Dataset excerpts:
=-=-=-=-=
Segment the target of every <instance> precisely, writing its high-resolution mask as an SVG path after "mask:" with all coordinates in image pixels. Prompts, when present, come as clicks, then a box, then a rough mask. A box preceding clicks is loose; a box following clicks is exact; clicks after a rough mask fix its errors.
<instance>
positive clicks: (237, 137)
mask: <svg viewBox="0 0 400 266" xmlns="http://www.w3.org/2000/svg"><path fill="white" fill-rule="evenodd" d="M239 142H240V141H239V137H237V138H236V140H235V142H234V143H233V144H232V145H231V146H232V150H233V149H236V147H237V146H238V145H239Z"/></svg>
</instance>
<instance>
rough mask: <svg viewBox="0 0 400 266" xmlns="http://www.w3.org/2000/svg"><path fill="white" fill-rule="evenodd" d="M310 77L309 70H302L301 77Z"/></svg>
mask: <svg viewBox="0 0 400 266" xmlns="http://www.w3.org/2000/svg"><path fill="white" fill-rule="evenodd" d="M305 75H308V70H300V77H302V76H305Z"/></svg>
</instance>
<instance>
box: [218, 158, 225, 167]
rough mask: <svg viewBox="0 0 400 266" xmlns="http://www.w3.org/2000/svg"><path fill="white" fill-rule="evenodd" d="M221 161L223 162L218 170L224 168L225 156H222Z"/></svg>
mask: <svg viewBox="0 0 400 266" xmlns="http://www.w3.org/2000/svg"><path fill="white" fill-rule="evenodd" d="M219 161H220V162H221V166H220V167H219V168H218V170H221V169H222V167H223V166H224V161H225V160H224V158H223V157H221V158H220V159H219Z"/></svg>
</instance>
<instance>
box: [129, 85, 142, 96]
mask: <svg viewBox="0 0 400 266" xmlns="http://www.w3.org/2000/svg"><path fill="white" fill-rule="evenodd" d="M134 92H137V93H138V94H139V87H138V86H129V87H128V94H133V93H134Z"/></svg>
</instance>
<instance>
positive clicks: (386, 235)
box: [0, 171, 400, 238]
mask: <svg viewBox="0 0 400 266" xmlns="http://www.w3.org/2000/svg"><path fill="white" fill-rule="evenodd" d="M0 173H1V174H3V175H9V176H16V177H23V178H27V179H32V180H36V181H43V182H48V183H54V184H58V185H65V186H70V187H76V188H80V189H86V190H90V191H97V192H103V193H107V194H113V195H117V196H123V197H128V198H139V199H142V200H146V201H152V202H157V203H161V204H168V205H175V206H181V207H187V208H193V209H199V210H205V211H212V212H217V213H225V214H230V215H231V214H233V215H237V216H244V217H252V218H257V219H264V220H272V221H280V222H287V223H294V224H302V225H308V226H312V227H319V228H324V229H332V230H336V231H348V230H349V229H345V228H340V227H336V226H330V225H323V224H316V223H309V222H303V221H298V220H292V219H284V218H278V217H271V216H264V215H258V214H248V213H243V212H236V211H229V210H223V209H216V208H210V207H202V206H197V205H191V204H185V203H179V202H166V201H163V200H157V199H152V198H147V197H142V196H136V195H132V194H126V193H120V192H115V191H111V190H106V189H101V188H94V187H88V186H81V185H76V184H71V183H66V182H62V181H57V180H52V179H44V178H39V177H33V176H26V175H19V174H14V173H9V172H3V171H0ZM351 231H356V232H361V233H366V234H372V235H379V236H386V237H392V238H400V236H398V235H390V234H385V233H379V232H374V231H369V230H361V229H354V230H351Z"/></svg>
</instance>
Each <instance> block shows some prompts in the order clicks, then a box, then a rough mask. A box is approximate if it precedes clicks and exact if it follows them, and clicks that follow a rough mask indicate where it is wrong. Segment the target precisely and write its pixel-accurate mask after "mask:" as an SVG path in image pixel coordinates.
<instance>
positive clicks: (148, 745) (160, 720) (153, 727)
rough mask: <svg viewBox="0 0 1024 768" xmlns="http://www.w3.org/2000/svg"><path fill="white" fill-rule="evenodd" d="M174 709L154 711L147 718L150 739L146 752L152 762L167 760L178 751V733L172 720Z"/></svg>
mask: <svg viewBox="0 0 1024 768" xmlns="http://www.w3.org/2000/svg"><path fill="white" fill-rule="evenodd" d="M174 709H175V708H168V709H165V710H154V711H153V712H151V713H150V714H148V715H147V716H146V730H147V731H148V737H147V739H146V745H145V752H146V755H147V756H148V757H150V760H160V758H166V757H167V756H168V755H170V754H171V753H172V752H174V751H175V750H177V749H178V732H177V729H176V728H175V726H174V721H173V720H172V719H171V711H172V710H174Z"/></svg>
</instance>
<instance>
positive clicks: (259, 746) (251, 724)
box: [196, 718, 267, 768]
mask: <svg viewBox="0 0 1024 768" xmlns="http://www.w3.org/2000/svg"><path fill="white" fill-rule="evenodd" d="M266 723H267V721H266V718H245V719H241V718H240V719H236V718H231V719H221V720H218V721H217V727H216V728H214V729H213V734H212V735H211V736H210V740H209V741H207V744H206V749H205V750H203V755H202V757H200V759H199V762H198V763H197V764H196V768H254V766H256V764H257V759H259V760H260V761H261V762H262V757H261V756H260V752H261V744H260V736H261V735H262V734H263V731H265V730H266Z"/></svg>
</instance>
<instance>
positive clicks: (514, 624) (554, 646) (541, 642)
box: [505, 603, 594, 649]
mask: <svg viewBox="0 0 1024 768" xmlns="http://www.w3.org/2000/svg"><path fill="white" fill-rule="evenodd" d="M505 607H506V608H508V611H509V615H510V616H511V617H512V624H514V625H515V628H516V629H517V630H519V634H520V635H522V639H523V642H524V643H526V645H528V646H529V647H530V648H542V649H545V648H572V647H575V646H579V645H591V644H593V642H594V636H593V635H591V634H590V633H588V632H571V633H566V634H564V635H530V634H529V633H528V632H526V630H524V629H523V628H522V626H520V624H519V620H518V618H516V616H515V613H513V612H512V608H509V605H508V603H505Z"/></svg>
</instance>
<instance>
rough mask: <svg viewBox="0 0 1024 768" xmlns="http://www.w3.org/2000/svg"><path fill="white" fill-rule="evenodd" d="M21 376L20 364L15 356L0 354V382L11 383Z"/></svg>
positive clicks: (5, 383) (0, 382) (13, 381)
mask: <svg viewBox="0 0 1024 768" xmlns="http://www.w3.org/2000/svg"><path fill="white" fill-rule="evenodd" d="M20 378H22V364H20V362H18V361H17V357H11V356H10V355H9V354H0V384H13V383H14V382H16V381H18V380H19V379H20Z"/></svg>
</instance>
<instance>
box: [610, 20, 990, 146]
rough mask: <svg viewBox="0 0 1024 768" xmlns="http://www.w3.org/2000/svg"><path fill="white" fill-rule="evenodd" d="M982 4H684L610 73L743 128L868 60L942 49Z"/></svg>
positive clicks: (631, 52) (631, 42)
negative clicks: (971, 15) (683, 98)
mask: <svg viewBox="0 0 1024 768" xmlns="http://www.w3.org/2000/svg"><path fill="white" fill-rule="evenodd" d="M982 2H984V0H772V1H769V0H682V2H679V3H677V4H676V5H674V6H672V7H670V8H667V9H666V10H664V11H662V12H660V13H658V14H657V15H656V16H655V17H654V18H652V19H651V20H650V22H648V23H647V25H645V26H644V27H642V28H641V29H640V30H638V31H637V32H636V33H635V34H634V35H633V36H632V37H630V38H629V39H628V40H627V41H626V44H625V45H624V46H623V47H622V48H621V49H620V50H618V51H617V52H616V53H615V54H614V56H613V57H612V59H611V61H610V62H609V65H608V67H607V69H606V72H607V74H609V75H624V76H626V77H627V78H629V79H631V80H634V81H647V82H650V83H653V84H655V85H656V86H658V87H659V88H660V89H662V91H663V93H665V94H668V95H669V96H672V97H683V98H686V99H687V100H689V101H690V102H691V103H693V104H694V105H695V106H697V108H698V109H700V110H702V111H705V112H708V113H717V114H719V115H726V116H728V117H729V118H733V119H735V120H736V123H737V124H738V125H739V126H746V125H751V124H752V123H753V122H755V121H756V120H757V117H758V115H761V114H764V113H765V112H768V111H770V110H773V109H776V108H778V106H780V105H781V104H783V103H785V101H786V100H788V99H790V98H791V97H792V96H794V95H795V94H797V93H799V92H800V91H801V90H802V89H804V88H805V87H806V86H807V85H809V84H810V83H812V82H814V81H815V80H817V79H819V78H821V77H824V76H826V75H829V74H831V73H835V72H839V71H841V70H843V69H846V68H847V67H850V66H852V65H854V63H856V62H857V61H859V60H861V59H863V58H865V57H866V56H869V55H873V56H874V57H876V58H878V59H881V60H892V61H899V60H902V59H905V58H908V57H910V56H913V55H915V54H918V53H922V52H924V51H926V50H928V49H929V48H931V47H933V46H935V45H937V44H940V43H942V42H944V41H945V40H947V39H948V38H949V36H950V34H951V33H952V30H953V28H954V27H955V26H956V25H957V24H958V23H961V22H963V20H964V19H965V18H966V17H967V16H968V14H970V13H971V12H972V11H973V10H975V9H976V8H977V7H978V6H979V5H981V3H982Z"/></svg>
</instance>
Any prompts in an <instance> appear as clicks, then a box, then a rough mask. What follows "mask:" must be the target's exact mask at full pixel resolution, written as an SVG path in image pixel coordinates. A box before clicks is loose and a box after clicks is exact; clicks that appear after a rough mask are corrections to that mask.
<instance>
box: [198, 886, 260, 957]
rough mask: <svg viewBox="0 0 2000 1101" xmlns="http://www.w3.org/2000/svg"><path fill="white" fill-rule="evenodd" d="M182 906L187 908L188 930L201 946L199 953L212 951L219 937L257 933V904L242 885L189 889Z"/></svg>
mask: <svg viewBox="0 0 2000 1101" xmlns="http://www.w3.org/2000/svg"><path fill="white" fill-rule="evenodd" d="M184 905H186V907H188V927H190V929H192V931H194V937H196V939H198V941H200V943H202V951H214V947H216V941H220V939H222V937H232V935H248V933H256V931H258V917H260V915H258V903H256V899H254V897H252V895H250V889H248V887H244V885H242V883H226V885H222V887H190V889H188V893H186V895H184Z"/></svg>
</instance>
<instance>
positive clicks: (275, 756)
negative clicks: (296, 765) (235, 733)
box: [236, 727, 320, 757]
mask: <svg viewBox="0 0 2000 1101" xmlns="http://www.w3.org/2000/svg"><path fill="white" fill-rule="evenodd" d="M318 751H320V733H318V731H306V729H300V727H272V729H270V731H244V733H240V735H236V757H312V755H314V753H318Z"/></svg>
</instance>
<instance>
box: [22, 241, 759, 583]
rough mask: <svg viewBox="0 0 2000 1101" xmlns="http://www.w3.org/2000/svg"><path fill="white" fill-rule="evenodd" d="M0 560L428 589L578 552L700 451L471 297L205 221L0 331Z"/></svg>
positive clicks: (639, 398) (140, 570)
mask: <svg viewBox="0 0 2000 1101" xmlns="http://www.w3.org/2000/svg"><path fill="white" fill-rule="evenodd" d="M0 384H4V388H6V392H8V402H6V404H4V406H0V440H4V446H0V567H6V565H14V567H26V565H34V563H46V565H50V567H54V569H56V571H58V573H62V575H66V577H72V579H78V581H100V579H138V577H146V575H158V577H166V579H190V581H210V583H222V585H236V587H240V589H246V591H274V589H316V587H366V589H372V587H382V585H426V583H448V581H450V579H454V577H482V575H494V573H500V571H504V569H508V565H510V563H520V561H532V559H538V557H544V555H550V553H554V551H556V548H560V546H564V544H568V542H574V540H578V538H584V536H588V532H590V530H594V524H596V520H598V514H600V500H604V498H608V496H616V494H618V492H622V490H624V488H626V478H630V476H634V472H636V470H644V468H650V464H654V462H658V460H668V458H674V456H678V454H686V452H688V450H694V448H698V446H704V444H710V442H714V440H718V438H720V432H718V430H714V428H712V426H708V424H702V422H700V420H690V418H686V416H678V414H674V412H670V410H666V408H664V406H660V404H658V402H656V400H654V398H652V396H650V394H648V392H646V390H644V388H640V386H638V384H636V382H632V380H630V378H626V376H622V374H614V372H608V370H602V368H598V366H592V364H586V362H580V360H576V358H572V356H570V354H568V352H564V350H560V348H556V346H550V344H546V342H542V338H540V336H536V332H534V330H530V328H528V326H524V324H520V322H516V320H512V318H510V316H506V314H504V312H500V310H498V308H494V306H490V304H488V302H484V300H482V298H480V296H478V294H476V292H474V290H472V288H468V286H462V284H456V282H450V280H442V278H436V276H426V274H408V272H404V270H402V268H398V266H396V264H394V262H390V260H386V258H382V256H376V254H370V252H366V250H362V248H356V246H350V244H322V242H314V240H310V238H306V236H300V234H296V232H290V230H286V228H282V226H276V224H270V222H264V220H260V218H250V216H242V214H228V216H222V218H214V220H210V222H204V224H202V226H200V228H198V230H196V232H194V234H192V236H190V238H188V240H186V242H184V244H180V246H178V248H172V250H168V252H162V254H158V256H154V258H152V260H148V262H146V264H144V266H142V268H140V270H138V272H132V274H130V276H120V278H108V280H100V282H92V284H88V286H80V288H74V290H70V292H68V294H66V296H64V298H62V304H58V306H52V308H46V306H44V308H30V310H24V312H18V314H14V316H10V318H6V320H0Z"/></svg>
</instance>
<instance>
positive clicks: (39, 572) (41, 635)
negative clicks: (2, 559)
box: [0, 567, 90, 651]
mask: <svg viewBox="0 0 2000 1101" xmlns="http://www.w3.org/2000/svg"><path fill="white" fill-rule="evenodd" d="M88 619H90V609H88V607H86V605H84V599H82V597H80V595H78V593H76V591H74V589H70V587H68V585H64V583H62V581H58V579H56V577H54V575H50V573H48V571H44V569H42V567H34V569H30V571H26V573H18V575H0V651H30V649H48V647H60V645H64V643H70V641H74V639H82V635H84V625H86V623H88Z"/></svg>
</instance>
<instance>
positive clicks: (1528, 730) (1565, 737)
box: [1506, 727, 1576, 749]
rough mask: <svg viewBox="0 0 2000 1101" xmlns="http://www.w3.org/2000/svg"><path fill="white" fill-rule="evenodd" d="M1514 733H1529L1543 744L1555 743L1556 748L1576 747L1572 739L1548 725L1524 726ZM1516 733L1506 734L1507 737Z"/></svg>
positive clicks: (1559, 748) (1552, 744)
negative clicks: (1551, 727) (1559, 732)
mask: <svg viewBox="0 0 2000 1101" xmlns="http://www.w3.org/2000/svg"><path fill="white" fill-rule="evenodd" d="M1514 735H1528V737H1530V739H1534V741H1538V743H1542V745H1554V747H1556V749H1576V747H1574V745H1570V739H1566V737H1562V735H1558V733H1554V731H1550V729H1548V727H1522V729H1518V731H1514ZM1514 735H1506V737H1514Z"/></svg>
=-=-=-=-=
Task description — Rewrite the listing from its start up to and including the line with "positive clicks: (237, 137)", putting "points" in place of "clicks" and leaving everything else unchanged.

Response box —
Segment the target of every <instance> precisely, writing its high-resolution mask as an SVG path after "mask:" with all coordinates in image pixels. Prompts, when present, come as points, then a box, then a rough mask. A box preceding points is loose; a box following points is exact; points after a rough mask fix its errors.
<instance>
positive points: (237, 137)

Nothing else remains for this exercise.